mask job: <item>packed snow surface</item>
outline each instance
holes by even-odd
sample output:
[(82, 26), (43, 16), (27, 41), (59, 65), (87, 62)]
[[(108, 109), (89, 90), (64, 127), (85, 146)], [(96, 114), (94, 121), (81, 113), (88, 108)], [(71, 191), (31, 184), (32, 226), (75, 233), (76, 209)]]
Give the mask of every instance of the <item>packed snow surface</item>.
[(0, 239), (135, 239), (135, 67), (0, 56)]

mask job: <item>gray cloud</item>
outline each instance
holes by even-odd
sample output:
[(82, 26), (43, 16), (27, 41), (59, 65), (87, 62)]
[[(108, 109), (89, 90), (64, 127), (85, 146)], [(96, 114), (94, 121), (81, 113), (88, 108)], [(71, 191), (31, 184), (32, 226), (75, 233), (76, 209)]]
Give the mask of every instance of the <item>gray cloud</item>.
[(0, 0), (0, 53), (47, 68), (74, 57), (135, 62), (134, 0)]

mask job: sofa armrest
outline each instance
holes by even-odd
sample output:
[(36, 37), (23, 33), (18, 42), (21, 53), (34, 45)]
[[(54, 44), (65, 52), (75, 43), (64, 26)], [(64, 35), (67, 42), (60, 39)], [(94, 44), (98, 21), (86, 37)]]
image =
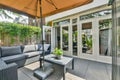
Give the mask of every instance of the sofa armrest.
[(0, 68), (0, 80), (18, 80), (17, 64), (11, 63)]

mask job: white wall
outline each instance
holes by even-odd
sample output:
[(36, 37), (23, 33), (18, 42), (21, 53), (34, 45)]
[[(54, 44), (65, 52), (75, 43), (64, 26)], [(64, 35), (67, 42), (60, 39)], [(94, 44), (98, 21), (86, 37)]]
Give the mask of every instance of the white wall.
[(68, 15), (76, 14), (78, 12), (82, 12), (82, 11), (85, 11), (85, 10), (88, 10), (91, 8), (95, 8), (95, 7), (107, 4), (108, 2), (109, 2), (109, 0), (93, 0), (92, 3), (89, 3), (87, 5), (84, 5), (84, 6), (75, 8), (75, 9), (71, 9), (68, 11), (64, 11), (64, 12), (55, 14), (53, 16), (46, 17), (46, 22), (51, 21), (51, 20), (55, 20), (58, 18), (62, 18), (62, 17), (68, 16)]

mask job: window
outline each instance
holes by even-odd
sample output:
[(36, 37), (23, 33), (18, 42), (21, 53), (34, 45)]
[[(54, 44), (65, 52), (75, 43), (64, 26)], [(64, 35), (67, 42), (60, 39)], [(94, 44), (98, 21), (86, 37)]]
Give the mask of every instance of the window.
[(91, 14), (82, 15), (82, 16), (80, 16), (80, 20), (95, 18), (95, 17), (99, 17), (99, 16), (105, 16), (105, 15), (109, 15), (109, 14), (112, 14), (111, 9), (110, 10), (99, 11), (99, 12), (95, 12), (95, 13), (91, 13)]
[(112, 19), (99, 21), (99, 53), (104, 56), (111, 56), (112, 40)]
[(54, 26), (58, 26), (58, 25), (64, 25), (64, 24), (68, 24), (70, 23), (70, 19), (66, 19), (66, 20), (62, 20), (62, 21), (59, 21), (59, 22), (55, 22), (53, 23)]

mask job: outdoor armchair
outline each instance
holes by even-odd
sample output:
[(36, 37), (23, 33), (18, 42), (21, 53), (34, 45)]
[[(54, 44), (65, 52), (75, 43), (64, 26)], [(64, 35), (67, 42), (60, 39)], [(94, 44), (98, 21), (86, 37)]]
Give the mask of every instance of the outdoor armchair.
[(18, 80), (17, 64), (6, 64), (0, 60), (0, 80)]

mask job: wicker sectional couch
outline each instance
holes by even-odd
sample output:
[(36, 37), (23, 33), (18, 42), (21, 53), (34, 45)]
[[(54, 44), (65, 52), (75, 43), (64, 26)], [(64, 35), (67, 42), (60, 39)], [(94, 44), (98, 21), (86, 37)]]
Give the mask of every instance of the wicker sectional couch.
[[(44, 44), (45, 54), (50, 54), (50, 44)], [(17, 68), (39, 61), (42, 45), (0, 47), (0, 80), (18, 80)]]

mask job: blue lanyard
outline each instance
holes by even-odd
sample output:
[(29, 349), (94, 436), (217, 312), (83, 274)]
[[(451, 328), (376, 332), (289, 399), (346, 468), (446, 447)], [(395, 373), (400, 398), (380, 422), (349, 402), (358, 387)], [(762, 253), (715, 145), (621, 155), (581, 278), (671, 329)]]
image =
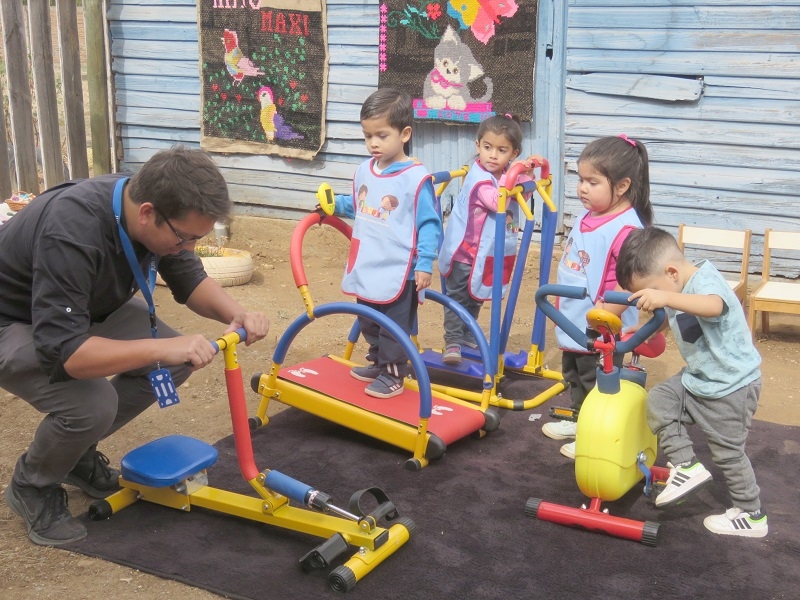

WHAT THE TASK ASKS: Your job is to copy every entry exactly. Omit the pictures.

TASK RESPONSE:
mask job: <item>packed snow surface</item>
outline each instance
holes by even-odd
sample output:
[(82, 26), (43, 16), (27, 41), (59, 65), (87, 62)]
[[(108, 109), (89, 90), (64, 127), (85, 146)], [(96, 114), (94, 121), (81, 113), (88, 108)], [(71, 191), (31, 184), (32, 226), (75, 233), (76, 209)]]
Give the mask of every instance of the <item>packed snow surface</item>.
[(0, 239), (135, 239), (135, 67), (0, 56)]

mask job: <item>gray cloud</item>
outline each instance
holes by even-odd
sample output:
[(82, 26), (43, 16), (27, 41), (59, 65), (87, 62)]
[[(108, 109), (89, 90), (64, 127), (85, 146)], [(96, 114), (94, 121), (81, 113), (88, 108)], [(71, 191), (31, 184), (32, 226), (75, 233), (76, 209)]]
Give the mask of every instance of the <item>gray cloud</item>.
[(0, 0), (0, 53), (47, 68), (74, 57), (135, 62), (134, 0)]

mask job: sofa armrest
outline each instance
holes by even-odd
sample output:
[(36, 37), (23, 33), (18, 42), (21, 53), (34, 45)]
[[(54, 44), (65, 52), (75, 43), (64, 26)], [(64, 35), (67, 42), (60, 39)], [(94, 44), (98, 21), (86, 37)]]
image =
Give the mask of every instance of the sofa armrest.
[(0, 68), (0, 80), (18, 80), (17, 64), (11, 63)]

mask job: white wall
outline each instance
holes by even-odd
sample output:
[(36, 37), (23, 33), (18, 42), (21, 53), (34, 45)]
[[(54, 44), (65, 52), (75, 43), (64, 26)], [(64, 35), (67, 42), (60, 39)], [(94, 44), (98, 21), (86, 37)]]
Give the mask of every instance of the white wall.
[(68, 15), (76, 14), (78, 12), (82, 12), (82, 11), (85, 11), (85, 10), (88, 10), (91, 8), (95, 8), (95, 7), (107, 4), (108, 2), (109, 2), (109, 0), (93, 0), (92, 3), (89, 3), (87, 5), (84, 5), (84, 6), (75, 8), (75, 9), (71, 9), (68, 11), (64, 11), (64, 12), (55, 14), (53, 16), (46, 17), (46, 22), (51, 21), (51, 20), (55, 20), (58, 18), (62, 18), (62, 17), (68, 16)]

mask job: window
outline each instance
holes by even-odd
sample output:
[(36, 37), (23, 33), (18, 42), (21, 53), (34, 45)]
[[(54, 44), (65, 52), (75, 43), (64, 26)], [(64, 35), (67, 42), (60, 39)], [(94, 44), (98, 21), (86, 37)]]
Give the mask of every instance of the window.
[(91, 14), (82, 15), (82, 16), (80, 16), (80, 20), (95, 18), (95, 17), (99, 17), (99, 16), (105, 16), (105, 15), (109, 15), (109, 14), (112, 14), (111, 9), (110, 10), (99, 11), (99, 12), (95, 12), (95, 13), (91, 13)]
[(112, 19), (99, 21), (99, 53), (104, 56), (111, 56), (112, 40)]
[(54, 26), (58, 26), (58, 25), (64, 25), (64, 24), (68, 24), (70, 23), (70, 19), (66, 19), (66, 20), (62, 20), (62, 21), (59, 21), (59, 22), (55, 22), (53, 23)]

mask job: outdoor armchair
outline each instance
holes by even-odd
sample output:
[(36, 37), (23, 33), (18, 42), (21, 53), (34, 45)]
[[(54, 44), (65, 52), (75, 43), (64, 26)], [(64, 35), (67, 42), (60, 39)], [(94, 44), (98, 21), (86, 37)]]
Give the mask of every instance of the outdoor armchair.
[(18, 80), (17, 64), (6, 64), (0, 60), (0, 80)]

mask job: wicker sectional couch
outline each instance
holes by even-odd
sample output:
[(36, 37), (23, 33), (18, 42), (21, 53), (34, 45)]
[[(54, 44), (65, 52), (75, 43), (64, 26)], [(64, 35), (67, 42), (60, 39)], [(94, 44), (98, 21), (86, 37)]]
Give the mask of every instance of the wicker sectional couch.
[[(44, 44), (45, 54), (50, 54), (50, 44)], [(17, 68), (39, 61), (42, 45), (0, 47), (0, 80), (18, 80)]]

mask job: blue lanyard
outline each instance
holes by even-odd
sample output:
[(29, 349), (94, 436), (217, 312), (83, 274)]
[[(451, 328), (376, 332), (289, 399), (346, 468), (446, 447)], [(395, 373), (400, 398), (380, 422), (349, 402), (358, 387)], [(762, 253), (715, 145), (621, 155), (581, 278), (671, 329)]]
image =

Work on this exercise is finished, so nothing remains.